**Job item A**
Retype everything from the start of the entries down through the line containing "positive clicks: (194, 390)".

**Page extract**

Analysis of the number of Semantic views. The number of semantic views $N_{v}$ determines the granularity of view features. As shown in Table 5, the performance of our proposed PFD is robust to $N_{v}$ . With $N_{v}$ increases, the performance keeps improving before $N_{v}$ arrives 17, which is exactly equal to the number of keypoints. So, we conclude that 17 semantic views may be able to capture the corresponding 17 key point features.

Analysis of the number of Transformer Layers. We perform quantitative experiments to find the most suitable number of decoder layer. As shown in Figure 3(a), when the decoder is removed, the performance of the model is greatly reduced. It can be seen that only the features obtained by the encoder are not robust enough, and the learnable semantic view in the decoder can implicitly learn more important features, which enhances the features from the encoder. we observe that when the number of decoder layer is set to 2, the best performance can be achieved. And with the increase of the number of layers, there is almost no improvement in performance. This is because the resolution of the images in the data set is small, and the content is relatively simple.

**Information provided**
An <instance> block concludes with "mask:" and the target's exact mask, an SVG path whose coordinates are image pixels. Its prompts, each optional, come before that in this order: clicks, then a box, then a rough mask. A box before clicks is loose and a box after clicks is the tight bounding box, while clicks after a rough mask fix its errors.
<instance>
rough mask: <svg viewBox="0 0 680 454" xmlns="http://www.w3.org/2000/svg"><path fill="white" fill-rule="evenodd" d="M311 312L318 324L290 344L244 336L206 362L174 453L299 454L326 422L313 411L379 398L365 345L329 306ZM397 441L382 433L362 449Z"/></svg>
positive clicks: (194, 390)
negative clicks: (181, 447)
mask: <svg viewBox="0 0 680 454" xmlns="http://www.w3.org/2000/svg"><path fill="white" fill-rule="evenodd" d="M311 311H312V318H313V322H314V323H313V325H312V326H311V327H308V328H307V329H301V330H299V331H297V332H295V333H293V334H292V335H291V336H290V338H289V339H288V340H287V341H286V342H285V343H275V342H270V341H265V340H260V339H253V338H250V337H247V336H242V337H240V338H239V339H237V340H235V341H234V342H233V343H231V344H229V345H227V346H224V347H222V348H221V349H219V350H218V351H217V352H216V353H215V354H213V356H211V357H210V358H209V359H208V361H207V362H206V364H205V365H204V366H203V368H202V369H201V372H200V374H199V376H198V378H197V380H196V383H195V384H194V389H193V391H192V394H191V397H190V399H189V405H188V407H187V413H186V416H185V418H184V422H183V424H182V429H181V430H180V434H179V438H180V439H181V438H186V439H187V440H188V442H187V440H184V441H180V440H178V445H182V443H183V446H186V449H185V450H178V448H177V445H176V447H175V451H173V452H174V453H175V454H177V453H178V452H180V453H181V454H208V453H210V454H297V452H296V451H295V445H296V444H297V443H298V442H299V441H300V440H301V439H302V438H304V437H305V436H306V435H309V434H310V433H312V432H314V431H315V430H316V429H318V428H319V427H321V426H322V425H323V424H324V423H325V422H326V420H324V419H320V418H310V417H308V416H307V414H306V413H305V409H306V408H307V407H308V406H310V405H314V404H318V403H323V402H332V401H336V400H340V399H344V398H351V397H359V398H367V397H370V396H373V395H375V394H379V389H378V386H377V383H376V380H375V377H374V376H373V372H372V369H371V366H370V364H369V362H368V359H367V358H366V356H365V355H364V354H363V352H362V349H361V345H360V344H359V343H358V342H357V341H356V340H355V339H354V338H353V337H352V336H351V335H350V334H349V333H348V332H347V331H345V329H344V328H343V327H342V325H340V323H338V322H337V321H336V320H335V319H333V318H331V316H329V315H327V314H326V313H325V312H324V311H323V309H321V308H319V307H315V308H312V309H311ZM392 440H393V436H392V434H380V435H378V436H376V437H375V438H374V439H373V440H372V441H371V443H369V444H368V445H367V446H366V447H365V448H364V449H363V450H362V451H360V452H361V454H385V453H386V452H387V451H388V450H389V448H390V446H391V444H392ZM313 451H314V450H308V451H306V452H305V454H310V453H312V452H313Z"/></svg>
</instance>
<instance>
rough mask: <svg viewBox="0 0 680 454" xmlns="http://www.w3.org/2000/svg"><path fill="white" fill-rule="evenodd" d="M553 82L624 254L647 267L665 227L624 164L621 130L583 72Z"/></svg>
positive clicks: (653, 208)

**Job item B**
Echo the passage on semantic views and decoder layers in full, word for word.

**Result A**
An <instance> block concludes with "mask:" and the target's exact mask, an SVG path whose coordinates are image pixels. Its prompts, each optional, come before that in this order: clicks, then a box, then a rough mask. A box before clicks is loose and a box after clicks is the tight bounding box, while clicks after a rough mask fix its errors.
<instance>
rough mask: <svg viewBox="0 0 680 454" xmlns="http://www.w3.org/2000/svg"><path fill="white" fill-rule="evenodd" d="M311 312L318 324L290 344L244 336L206 362L174 453L299 454L326 422L313 411L379 398L365 345L329 306ZM397 441L382 433L362 449Z"/></svg>
positive clicks: (194, 390)

**Result B**
Analysis of the number of Semantic views. The number of semantic views $N_{v}$ determines the granularity of view features. As shown in Table 5, the performance of our proposed PFD is robust to $N_{v}$ . With $N_{v}$ increases, the performance keeps improving before $N_{v}$ arrives 17, which is exactly equal to the number of keypoints. So, we conclude that 17 semantic views may be able to capture the corresponding 17 key point features.

Analysis of the number of Transformer Layers. We perform quantitative experiments to find the most suitable number of decoder layer. As shown in Figure 3(a), when the decoder is removed, the performance of the model is greatly reduced. It can be seen that only the features obtained by the encoder are not robust enough, and the learnable semantic view in the decoder can implicitly learn more important features, which enhances the features from the encoder. we observe that when the number of decoder layer is set to 2, the best performance can be achieved. And with the increase of the number of layers, there is almost no improvement in performance. This is because the resolution of the images in the data set is small, and the content is relatively simple.